▸ YOUR ASSIGNMENT: Scan the records that follow, and whenever a line has the word "stone", copy it.

▸ SOURCE INFORMATION:
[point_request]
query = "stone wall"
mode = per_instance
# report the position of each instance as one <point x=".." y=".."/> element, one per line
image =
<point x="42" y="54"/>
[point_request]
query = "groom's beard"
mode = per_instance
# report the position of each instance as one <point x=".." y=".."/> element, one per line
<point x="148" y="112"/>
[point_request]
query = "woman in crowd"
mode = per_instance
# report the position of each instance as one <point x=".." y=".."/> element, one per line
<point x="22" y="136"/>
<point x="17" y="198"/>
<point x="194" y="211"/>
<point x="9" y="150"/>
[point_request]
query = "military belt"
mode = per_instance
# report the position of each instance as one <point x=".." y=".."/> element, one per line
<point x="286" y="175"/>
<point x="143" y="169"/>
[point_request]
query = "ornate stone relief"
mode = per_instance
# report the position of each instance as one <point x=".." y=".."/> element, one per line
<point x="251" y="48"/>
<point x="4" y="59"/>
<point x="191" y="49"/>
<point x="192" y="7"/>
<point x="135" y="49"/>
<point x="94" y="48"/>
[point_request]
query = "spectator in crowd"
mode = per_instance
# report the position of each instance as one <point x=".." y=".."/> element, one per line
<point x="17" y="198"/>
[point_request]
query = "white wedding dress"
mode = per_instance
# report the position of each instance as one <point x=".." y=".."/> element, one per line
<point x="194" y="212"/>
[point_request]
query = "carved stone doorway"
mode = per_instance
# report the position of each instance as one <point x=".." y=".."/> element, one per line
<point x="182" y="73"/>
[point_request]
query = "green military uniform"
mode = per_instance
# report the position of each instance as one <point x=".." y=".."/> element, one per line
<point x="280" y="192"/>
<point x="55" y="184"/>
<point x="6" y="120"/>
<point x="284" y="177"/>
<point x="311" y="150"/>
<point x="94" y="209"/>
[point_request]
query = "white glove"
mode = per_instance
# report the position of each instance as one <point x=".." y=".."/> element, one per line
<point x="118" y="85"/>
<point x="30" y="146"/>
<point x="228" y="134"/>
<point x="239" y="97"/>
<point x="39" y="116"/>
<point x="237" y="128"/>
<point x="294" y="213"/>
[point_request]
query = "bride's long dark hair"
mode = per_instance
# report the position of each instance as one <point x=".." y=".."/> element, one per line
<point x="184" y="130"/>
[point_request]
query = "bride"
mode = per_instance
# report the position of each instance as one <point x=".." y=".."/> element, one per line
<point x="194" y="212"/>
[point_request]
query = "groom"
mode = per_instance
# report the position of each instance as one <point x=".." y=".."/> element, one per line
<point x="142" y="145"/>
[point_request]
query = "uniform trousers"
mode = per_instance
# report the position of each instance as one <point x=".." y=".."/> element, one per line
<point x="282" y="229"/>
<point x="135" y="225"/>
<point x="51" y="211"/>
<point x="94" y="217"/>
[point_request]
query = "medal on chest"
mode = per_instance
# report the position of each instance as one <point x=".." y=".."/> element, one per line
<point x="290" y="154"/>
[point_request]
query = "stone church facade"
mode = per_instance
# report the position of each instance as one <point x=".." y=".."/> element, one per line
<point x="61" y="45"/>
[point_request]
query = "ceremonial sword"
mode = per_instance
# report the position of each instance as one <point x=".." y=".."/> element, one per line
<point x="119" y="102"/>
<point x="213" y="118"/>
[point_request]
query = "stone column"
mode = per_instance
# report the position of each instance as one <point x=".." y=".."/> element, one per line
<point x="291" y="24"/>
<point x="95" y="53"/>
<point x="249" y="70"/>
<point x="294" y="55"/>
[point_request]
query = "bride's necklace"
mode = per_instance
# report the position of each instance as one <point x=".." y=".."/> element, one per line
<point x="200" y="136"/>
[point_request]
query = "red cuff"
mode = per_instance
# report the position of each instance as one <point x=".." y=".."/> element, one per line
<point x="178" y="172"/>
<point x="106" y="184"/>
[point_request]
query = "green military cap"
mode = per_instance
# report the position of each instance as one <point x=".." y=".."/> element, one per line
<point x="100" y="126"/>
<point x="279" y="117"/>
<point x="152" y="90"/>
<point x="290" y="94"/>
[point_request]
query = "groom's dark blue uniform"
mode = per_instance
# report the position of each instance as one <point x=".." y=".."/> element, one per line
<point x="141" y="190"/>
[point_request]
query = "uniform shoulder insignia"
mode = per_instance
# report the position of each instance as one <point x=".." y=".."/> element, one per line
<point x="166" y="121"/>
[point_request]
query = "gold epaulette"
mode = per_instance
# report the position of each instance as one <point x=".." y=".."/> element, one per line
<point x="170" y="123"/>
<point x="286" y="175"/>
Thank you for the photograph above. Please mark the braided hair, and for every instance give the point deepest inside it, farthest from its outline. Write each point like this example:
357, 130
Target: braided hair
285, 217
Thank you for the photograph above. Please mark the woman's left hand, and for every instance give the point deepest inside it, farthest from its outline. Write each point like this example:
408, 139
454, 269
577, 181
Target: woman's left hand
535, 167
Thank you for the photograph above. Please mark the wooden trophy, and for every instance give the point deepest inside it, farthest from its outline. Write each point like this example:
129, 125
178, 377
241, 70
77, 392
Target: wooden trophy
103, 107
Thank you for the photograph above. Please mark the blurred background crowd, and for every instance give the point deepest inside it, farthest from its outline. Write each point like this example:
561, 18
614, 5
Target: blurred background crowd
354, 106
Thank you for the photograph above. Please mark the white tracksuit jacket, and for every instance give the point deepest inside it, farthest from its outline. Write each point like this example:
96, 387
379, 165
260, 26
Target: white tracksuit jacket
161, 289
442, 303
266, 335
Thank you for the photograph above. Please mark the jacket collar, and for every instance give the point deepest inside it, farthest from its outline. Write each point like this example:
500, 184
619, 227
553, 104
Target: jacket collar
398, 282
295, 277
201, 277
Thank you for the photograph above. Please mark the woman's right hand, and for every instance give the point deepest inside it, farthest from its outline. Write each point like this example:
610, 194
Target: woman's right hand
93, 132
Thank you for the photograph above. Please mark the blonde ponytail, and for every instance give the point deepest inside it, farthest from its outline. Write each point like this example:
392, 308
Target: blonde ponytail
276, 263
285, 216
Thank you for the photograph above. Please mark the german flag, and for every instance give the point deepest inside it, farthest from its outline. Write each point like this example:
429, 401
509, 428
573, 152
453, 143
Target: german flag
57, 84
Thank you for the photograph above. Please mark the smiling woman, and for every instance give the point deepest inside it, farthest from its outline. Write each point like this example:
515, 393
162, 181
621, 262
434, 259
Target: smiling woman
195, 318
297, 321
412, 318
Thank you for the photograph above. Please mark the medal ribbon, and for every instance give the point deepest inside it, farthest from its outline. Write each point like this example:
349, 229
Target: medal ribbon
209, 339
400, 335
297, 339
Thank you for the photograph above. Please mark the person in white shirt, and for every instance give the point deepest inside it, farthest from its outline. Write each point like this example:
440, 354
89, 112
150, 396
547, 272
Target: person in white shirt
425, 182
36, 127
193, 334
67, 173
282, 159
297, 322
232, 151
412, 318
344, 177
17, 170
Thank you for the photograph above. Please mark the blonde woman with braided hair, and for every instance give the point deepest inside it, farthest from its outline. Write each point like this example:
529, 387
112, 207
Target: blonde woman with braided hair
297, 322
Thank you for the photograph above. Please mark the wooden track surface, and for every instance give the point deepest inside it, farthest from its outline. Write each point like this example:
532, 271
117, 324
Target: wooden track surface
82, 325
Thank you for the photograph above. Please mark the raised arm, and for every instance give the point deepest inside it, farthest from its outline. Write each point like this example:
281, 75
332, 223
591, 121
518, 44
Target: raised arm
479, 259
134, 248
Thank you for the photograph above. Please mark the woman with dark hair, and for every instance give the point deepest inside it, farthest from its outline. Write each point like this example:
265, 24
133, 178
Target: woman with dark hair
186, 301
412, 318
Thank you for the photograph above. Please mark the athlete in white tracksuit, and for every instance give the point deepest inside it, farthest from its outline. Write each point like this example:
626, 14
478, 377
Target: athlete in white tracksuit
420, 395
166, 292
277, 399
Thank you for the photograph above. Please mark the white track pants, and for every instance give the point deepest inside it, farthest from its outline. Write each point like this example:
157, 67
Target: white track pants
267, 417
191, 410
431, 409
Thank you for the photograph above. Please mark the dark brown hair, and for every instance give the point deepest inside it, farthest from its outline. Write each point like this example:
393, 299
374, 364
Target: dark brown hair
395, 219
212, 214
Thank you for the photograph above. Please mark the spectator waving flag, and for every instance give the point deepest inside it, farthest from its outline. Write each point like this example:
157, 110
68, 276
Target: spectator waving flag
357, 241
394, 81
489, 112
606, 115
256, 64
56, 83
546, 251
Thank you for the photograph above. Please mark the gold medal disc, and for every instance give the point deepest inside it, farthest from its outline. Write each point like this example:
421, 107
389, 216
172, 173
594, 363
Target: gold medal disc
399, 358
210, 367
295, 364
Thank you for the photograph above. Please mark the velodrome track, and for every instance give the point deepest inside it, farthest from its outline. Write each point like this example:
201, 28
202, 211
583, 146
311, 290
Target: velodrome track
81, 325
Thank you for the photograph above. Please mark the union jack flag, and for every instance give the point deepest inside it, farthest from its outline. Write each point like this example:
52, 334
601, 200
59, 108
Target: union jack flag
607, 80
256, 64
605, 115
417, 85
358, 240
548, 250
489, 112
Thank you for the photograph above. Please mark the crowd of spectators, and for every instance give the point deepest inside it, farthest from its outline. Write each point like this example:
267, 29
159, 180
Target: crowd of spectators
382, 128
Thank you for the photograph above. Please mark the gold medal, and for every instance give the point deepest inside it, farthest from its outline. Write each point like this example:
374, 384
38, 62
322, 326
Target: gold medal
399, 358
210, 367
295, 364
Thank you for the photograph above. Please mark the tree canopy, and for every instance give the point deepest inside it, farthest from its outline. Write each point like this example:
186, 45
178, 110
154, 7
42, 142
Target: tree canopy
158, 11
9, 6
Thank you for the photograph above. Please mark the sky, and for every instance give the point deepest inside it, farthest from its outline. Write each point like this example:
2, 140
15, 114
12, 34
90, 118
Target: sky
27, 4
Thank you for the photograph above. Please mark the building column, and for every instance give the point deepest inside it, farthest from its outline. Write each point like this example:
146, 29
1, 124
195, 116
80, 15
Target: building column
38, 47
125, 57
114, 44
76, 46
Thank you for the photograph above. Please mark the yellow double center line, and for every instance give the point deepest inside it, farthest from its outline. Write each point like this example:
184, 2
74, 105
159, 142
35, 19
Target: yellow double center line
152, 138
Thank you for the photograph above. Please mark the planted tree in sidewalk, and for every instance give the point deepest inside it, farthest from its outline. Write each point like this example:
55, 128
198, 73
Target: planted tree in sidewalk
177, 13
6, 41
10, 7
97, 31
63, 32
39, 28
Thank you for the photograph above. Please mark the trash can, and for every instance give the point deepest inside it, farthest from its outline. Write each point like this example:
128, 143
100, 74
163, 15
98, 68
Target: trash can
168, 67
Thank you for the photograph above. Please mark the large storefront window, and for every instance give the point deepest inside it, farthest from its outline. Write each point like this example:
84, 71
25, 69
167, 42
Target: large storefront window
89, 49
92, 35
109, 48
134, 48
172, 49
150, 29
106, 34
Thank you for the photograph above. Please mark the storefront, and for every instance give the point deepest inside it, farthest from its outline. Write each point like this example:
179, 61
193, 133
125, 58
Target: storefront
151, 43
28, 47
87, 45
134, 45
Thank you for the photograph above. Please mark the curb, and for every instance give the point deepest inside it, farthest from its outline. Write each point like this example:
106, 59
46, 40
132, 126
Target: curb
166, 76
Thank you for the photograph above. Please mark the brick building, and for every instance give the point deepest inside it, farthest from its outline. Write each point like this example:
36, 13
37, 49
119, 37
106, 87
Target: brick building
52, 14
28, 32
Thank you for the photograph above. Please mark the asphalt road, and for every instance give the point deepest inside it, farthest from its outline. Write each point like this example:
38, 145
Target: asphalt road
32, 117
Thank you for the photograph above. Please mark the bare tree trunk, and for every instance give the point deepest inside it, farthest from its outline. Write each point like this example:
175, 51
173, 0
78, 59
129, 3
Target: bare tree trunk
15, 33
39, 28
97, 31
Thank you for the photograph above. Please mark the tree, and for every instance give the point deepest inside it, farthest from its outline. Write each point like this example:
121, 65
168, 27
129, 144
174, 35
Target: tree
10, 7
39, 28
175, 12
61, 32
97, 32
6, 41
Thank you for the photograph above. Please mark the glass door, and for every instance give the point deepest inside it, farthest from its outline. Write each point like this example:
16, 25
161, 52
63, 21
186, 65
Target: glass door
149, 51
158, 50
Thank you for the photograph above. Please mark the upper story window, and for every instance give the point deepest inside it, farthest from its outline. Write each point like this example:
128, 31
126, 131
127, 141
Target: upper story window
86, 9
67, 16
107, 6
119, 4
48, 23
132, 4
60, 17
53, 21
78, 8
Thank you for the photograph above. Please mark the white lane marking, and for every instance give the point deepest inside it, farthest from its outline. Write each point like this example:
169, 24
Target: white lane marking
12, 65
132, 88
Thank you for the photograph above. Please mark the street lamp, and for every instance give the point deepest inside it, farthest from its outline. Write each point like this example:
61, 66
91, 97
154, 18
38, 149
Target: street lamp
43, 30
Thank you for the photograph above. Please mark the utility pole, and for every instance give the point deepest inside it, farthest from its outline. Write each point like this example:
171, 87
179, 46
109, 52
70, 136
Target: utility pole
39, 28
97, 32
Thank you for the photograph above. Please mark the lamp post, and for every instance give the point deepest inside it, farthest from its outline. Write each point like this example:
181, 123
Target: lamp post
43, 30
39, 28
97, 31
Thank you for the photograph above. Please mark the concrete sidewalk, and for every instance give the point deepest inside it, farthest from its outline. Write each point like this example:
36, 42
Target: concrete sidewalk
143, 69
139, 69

▸ EXERCISE OUTPUT:
query = "stone wall"
query = "ornate stone relief"
query = "carved stone doorway"
query = "stone church facade"
query = "stone column"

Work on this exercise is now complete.